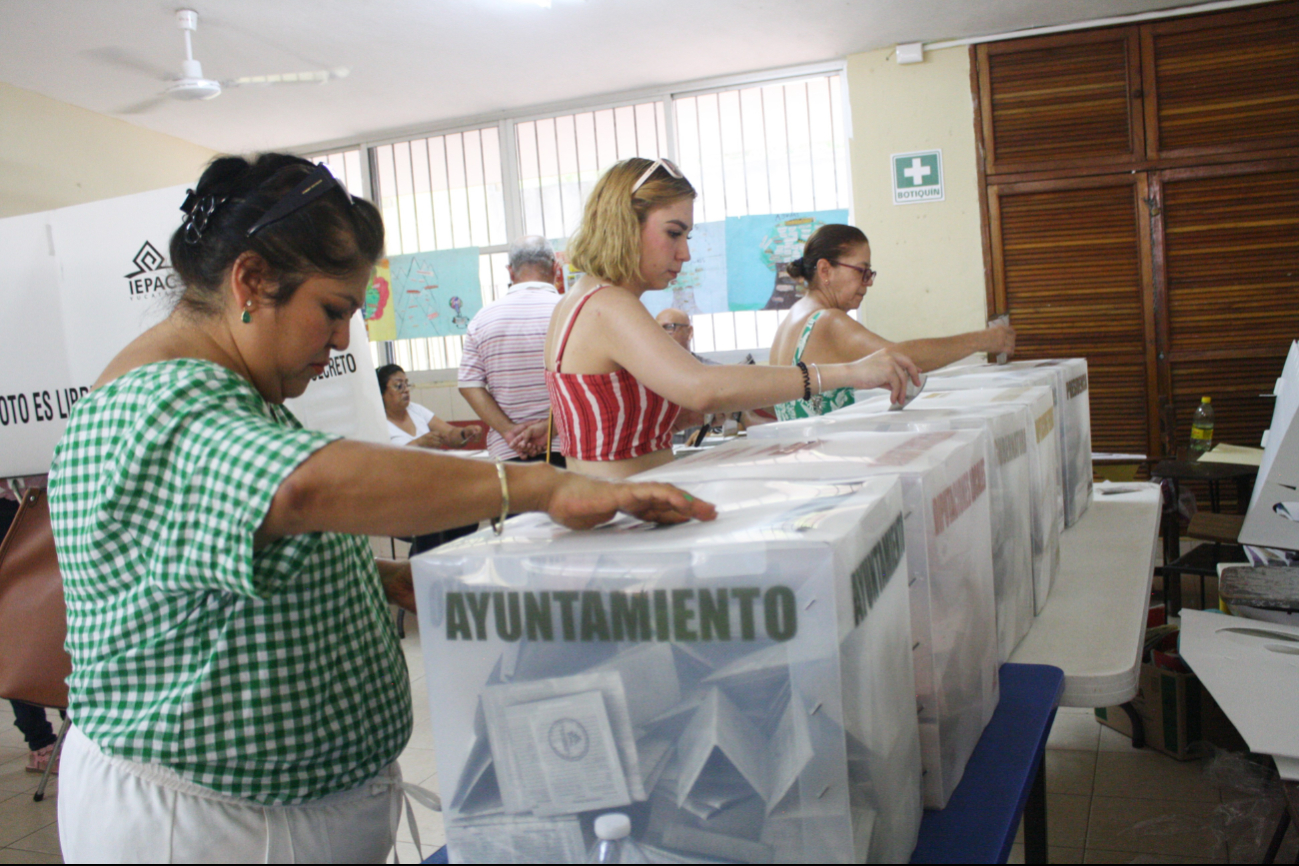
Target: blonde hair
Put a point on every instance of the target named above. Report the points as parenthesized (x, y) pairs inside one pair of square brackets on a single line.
[(607, 244)]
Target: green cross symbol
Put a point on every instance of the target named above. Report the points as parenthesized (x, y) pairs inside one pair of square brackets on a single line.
[(920, 170)]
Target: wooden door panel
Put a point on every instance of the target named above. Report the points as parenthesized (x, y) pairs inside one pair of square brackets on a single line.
[(1232, 259), (1071, 273), (1221, 83), (1230, 239), (1060, 101)]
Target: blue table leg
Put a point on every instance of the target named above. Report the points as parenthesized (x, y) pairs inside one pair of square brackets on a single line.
[(1035, 818)]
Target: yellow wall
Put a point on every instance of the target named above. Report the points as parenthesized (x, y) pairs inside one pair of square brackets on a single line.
[(53, 155), (929, 255)]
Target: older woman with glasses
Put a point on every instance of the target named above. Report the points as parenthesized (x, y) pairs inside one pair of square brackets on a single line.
[(835, 274), (409, 423), (238, 692), (617, 379)]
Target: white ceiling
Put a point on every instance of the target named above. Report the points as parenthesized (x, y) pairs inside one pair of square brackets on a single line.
[(415, 62)]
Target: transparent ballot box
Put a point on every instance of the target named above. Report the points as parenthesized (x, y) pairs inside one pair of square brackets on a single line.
[(1043, 464), (742, 690), (1009, 486), (948, 557), (1068, 379)]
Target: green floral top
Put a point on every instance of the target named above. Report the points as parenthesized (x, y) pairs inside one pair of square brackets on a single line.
[(820, 404), (269, 674)]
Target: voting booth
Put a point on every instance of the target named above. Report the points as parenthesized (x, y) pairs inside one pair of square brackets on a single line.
[(88, 279), (742, 688), (950, 562), (1068, 382), (1009, 486)]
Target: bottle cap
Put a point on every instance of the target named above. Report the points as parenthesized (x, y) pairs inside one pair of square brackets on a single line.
[(612, 826)]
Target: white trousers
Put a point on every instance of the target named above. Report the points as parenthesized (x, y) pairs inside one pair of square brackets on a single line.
[(113, 810)]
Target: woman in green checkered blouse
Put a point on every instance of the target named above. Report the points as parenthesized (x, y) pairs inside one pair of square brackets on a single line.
[(237, 686)]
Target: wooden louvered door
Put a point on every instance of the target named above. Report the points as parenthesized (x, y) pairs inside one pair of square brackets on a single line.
[(1229, 239), (1072, 273), (1061, 101), (1141, 194), (1230, 87)]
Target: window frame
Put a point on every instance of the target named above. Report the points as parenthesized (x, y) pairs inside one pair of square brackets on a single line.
[(385, 352)]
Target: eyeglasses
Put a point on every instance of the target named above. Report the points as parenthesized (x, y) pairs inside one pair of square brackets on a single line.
[(311, 188), (667, 165), (867, 274)]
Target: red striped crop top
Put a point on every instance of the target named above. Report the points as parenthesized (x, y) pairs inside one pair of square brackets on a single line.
[(607, 416)]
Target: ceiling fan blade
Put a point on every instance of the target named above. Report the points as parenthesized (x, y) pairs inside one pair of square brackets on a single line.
[(126, 60), (142, 108), (316, 77)]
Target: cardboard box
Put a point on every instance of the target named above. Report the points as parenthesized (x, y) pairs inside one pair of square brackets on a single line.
[(1180, 716)]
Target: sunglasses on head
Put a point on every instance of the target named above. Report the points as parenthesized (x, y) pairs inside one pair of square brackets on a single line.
[(311, 188), (667, 165)]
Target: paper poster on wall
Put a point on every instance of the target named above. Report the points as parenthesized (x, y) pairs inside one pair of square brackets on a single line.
[(37, 388), (381, 322), (757, 249), (79, 284), (702, 284), (437, 292)]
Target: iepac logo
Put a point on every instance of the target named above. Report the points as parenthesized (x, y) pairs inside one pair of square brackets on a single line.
[(152, 274)]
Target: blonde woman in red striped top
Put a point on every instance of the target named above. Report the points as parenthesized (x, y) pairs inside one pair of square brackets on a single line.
[(616, 379)]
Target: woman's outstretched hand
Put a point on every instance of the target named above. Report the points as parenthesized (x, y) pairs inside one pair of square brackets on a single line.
[(581, 503), (885, 369)]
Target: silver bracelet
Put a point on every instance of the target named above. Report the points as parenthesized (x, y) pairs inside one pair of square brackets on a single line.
[(499, 526)]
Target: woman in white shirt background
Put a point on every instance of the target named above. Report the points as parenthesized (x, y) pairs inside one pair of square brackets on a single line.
[(409, 423)]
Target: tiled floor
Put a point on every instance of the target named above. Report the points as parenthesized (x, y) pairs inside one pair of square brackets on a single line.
[(1107, 803)]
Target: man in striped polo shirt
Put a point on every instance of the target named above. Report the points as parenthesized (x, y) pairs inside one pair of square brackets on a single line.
[(503, 366)]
════════════════
• _CHALLENGE_
Update all of the data above by replacing "Put a point on" with "Mark" wherever it appears, leaving everything else unchanged. Omit the pictures from your answer.

• _SOLVED EXERCISE_
Target: blonde hair
Mark every instance of the target named above. Report the points as parenthesized (x, y) pairs inside one pair of square brackets on a single line.
[(607, 244)]
Target: green cross symbol
Mark every instance of the target named above. Report the points as parenthesized (x, y) pairs inside one pair of square brackets on a single line.
[(920, 170)]
Target: wooden door panel
Mark every instance of the target named above. Report the points as parenthesized (x, y) pairs inside one pair of square brackets on a single line.
[(1232, 259), (1071, 273), (1221, 83), (1230, 239), (1060, 101)]
Target: blue table leg
Mark every instance of the target named above. Report the points as parenthesized (x, y) pairs inside one pair of square brackets on a single line.
[(1035, 818)]
Target: yellow wall
Mark every instance of the target named above. Report the points as parenthesized (x, y) pairs inside one pair of square brackets on a single line.
[(53, 155), (929, 255)]
Target: older woman with glasses
Mark every instance of the target named above. Report the points as parenthesized (x, y) pairs inside one pair of square brackets on a single line.
[(835, 274), (409, 423), (238, 692), (617, 379)]
Target: white ceiling
Mark every instance of the target named above. Report the points as parenthesized (x, y) pairs inside one pair of square brackets on a single line.
[(415, 62)]
Target: transparent ballot box
Mark every instance of the target named above. Report the points as parenthesized (x, y) pairs inside one pair of square brackets on a single line.
[(1043, 464), (742, 690), (1009, 486), (948, 557), (1068, 379)]
Target: green floral top
Mark every instance of the target named above. Report the points as parenthesized (x, y) pairs inside one pair of square brackets on a single line.
[(820, 404), (269, 674)]
Target: voting booth
Mark every instance of the target named above. Report the points as parenthesized (x, y) pairs inside one pair of square brackets on a single line.
[(88, 279), (742, 688), (950, 562), (1068, 382), (1009, 486)]
Target: bottle cap
Mark every instance of the target named above. Report the points as parenthesized (x, y) pairs inside one pair of square brackets on a single line.
[(612, 826)]
Target: white trousers
Mark every instance of the target named above. Report the points as parenthesized (x, y) pairs inside one pair of square brackets on a single line.
[(113, 810)]
Target: woman in green checkered blouse
Mark every instance of the target named above. Report the points as parenthesized (x, y) pairs inside one pair of square brackets on a single line.
[(237, 686)]
Target: wooden louvered door
Mark every instance of the target named above. Report the points as parenthesized (x, y) pairs inside one pair of square brackets on a single line.
[(1229, 239), (1072, 273), (1061, 101), (1141, 194), (1230, 87)]
Target: window frame
Mark every instance of the target named above. Report the points as parenthesized (x, y) pairs inside one pair of square brackets on a single line.
[(385, 352)]
Target: eyeglasses
Mark every instance of the target named above. Report the points as parenthesized (x, y) pairs inside one pair of square brackets on a single line.
[(311, 188), (667, 165), (867, 274)]
Target: red striped crop top
Mark every instance of the target named above. Report the points as parenthesized (x, y) pairs inside one pair of square brackets on a single line.
[(607, 416)]
Target: ceiling fan blade
Mark every instance of the target named above. Report the points as parenthesized (x, y) pairs inside one pair of square brackets on a single line.
[(126, 60), (142, 108), (316, 77)]
Target: cardboard box
Mark every instance of the target named above. Report the points as parenthesized (x, y) pairs inside one pair of square brackets on a single line.
[(1180, 716)]
Target: sunglasses on head
Mark every instance of the target named above. Report the points as parenthesized (x, y) pairs inside one pair of square brackets on a single line.
[(311, 188), (667, 165)]
Target: paper poster on wall
Mark every instance of the target named above. Report the points as parenthesized (x, y) pairs inside one pair of square brackets on a single line.
[(37, 388), (381, 322), (757, 249), (79, 284), (702, 284), (437, 292)]
Target: iepac logo
Mark every instance of the target named above. Report the points as parenthesized (x, y) pairs inside one pair of square brackets on a single line.
[(152, 274)]
Target: blonde woman in red striped top
Mark every instance of the target named above. Report the points as parenthesized (x, y) pairs inside one pair of square brackets on a single line.
[(616, 379)]
Target: woman's outstretched hand
Mark every instance of the target named above. Report the points as parenthesized (x, y) pairs inside one pair of square brackets on a single line.
[(581, 503), (885, 369)]
Target: silver bracelet
Mark every instance of the target named above. Report the points as parenthesized (x, y) pairs inside one pair of square brackets on a single line.
[(499, 526)]
Target: woman in white shirt background
Mark every instance of the target named above. Report the points as parenthesized (x, y) pairs inside one pair of square brackets on a single line.
[(409, 423)]
Target: tiled floor
Mark every instance of the target named above. Report the points as parenthesized (x, y) pairs inside one pair of square brackets on a single line.
[(1107, 803)]
Target: man in striped polo shirt
Mark every instance of the target named above. Report the points as parenthesized (x, y) pairs inside one pair of square brackets on a single line.
[(503, 366)]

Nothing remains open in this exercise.